■ Your goal ■
Copy exactly the lines of the data below that run from the line holding "Target: light blue button shirt" through the line holding "[locate] wrist (one", both ends included.

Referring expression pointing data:
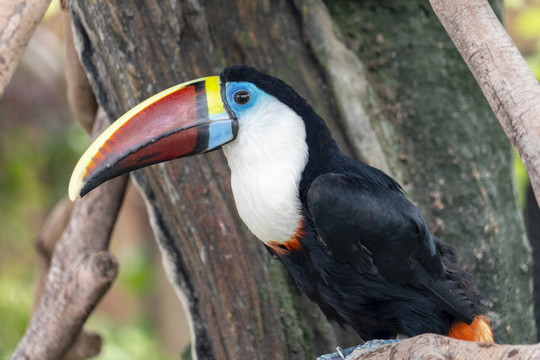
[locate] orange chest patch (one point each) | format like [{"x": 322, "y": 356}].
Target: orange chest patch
[{"x": 293, "y": 244}]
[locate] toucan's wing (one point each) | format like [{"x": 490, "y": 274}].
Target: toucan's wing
[
  {"x": 376, "y": 229},
  {"x": 366, "y": 224}
]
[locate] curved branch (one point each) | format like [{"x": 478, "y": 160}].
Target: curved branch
[
  {"x": 81, "y": 272},
  {"x": 430, "y": 346},
  {"x": 18, "y": 20},
  {"x": 503, "y": 75}
]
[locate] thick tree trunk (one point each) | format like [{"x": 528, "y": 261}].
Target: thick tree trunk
[{"x": 426, "y": 113}]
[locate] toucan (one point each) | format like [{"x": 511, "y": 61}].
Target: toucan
[{"x": 345, "y": 230}]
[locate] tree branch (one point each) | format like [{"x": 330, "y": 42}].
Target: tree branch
[
  {"x": 503, "y": 75},
  {"x": 430, "y": 346},
  {"x": 81, "y": 271},
  {"x": 18, "y": 20}
]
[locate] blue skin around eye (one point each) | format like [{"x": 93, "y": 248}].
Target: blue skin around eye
[{"x": 257, "y": 95}]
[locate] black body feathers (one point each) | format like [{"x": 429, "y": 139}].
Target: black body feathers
[{"x": 367, "y": 256}]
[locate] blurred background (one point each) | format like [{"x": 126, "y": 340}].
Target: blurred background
[{"x": 40, "y": 142}]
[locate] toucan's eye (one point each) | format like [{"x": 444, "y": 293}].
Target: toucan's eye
[{"x": 241, "y": 97}]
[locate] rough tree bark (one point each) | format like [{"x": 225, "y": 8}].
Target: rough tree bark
[
  {"x": 444, "y": 144},
  {"x": 388, "y": 81}
]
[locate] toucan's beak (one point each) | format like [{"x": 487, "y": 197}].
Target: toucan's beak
[{"x": 186, "y": 119}]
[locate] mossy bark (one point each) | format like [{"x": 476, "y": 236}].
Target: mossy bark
[
  {"x": 453, "y": 157},
  {"x": 435, "y": 131}
]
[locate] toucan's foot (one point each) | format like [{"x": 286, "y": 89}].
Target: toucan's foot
[{"x": 355, "y": 351}]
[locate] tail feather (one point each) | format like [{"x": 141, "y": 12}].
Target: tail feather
[{"x": 479, "y": 330}]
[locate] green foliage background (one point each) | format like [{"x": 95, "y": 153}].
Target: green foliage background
[{"x": 36, "y": 158}]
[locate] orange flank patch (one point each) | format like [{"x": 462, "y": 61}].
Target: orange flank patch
[
  {"x": 479, "y": 330},
  {"x": 293, "y": 244}
]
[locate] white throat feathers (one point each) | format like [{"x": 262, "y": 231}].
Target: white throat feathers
[{"x": 266, "y": 161}]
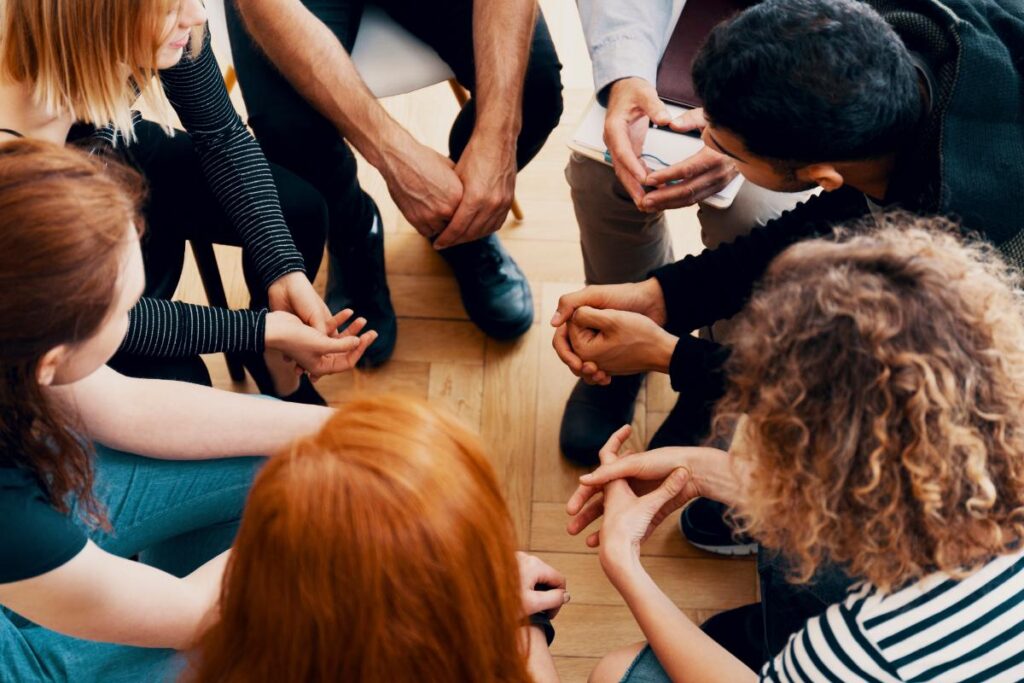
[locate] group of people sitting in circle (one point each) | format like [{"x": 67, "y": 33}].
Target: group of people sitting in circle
[{"x": 858, "y": 421}]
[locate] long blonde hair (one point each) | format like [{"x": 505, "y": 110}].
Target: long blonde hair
[{"x": 87, "y": 57}]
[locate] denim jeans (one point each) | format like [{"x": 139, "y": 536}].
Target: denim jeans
[{"x": 175, "y": 515}]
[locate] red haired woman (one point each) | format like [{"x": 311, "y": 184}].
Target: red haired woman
[
  {"x": 380, "y": 549},
  {"x": 72, "y": 511}
]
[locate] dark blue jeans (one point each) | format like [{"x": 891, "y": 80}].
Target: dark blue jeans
[
  {"x": 175, "y": 515},
  {"x": 295, "y": 135}
]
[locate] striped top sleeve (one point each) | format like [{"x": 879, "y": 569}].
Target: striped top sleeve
[
  {"x": 232, "y": 163},
  {"x": 937, "y": 629},
  {"x": 174, "y": 329}
]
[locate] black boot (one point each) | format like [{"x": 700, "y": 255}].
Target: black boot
[
  {"x": 494, "y": 290},
  {"x": 593, "y": 414},
  {"x": 356, "y": 280}
]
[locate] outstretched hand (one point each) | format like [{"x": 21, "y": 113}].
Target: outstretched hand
[
  {"x": 633, "y": 493},
  {"x": 315, "y": 352}
]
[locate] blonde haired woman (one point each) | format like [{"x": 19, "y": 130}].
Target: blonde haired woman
[
  {"x": 68, "y": 62},
  {"x": 881, "y": 383}
]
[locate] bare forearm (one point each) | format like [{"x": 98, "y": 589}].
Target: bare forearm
[
  {"x": 502, "y": 34},
  {"x": 320, "y": 69},
  {"x": 175, "y": 420},
  {"x": 684, "y": 650}
]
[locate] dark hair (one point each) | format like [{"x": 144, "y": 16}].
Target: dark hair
[
  {"x": 64, "y": 216},
  {"x": 810, "y": 81}
]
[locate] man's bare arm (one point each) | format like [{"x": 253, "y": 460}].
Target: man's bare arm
[
  {"x": 503, "y": 31},
  {"x": 422, "y": 182}
]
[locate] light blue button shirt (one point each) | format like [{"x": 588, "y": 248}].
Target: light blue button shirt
[{"x": 627, "y": 37}]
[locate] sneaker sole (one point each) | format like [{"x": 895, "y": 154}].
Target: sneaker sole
[{"x": 733, "y": 550}]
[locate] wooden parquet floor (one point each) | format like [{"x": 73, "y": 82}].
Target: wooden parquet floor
[{"x": 513, "y": 392}]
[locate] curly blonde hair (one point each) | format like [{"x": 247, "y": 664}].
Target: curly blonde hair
[{"x": 881, "y": 378}]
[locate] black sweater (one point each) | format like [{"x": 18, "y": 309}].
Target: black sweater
[{"x": 967, "y": 161}]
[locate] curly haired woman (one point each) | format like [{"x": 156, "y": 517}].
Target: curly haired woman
[{"x": 877, "y": 382}]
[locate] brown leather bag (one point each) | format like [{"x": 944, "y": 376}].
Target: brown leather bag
[{"x": 675, "y": 80}]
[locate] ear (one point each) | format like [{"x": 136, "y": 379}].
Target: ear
[
  {"x": 824, "y": 175},
  {"x": 49, "y": 364}
]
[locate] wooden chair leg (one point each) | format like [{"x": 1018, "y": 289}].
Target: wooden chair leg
[
  {"x": 209, "y": 272},
  {"x": 462, "y": 96}
]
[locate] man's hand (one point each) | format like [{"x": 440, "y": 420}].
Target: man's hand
[
  {"x": 692, "y": 179},
  {"x": 423, "y": 183},
  {"x": 314, "y": 351},
  {"x": 645, "y": 298},
  {"x": 620, "y": 342},
  {"x": 294, "y": 294},
  {"x": 633, "y": 102},
  {"x": 487, "y": 170}
]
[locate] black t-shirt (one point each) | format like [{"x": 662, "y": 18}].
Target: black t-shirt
[{"x": 34, "y": 537}]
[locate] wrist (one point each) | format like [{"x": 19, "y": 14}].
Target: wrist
[
  {"x": 274, "y": 329},
  {"x": 654, "y": 297},
  {"x": 621, "y": 563},
  {"x": 662, "y": 352}
]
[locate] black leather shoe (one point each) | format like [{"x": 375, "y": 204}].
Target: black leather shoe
[
  {"x": 593, "y": 414},
  {"x": 494, "y": 290},
  {"x": 741, "y": 631},
  {"x": 356, "y": 280},
  {"x": 702, "y": 523}
]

■ Answer ■
Target: light blue button shirt
[{"x": 627, "y": 37}]
[locate] sneaker sole (one point each) | format like [{"x": 895, "y": 154}].
Target: sneaker sole
[{"x": 733, "y": 550}]
[locate] wooden parquet floor (one point each) | format like [{"x": 73, "y": 82}].
Target: wooden parquet floor
[{"x": 513, "y": 392}]
[locate] curly blonde hair (one point each) | format like [{"x": 247, "y": 664}].
Target: curly blonde hair
[{"x": 881, "y": 378}]
[locate] black sweater (one point each) | format like [{"x": 18, "y": 309}].
Target: black sweater
[{"x": 967, "y": 161}]
[locate] curly haired woman (one point each) | format like [{"x": 156, "y": 517}].
Target: curly haired woman
[{"x": 877, "y": 382}]
[locate] brown leather bag (one point each) | format like [{"x": 944, "y": 376}].
Target: brown leather bag
[{"x": 675, "y": 80}]
[locate] ear (one point each) | format like [{"x": 136, "y": 379}].
Target: ear
[
  {"x": 824, "y": 175},
  {"x": 49, "y": 364}
]
[locate] wooden chair leg (one point each) | format like [{"x": 1018, "y": 289}].
Target: wooden chair leg
[
  {"x": 209, "y": 272},
  {"x": 462, "y": 96}
]
[locate] man's hand (one point each) | format like [{"x": 440, "y": 420}].
Target: man's hand
[
  {"x": 692, "y": 179},
  {"x": 423, "y": 183},
  {"x": 314, "y": 351},
  {"x": 645, "y": 298},
  {"x": 620, "y": 342},
  {"x": 294, "y": 294},
  {"x": 633, "y": 102},
  {"x": 487, "y": 170}
]
[locate] black t-shirt (one point each) | format like [{"x": 662, "y": 18}].
Target: black t-shirt
[{"x": 34, "y": 537}]
[locate] wrist (one point each) | format like [{"x": 19, "y": 14}].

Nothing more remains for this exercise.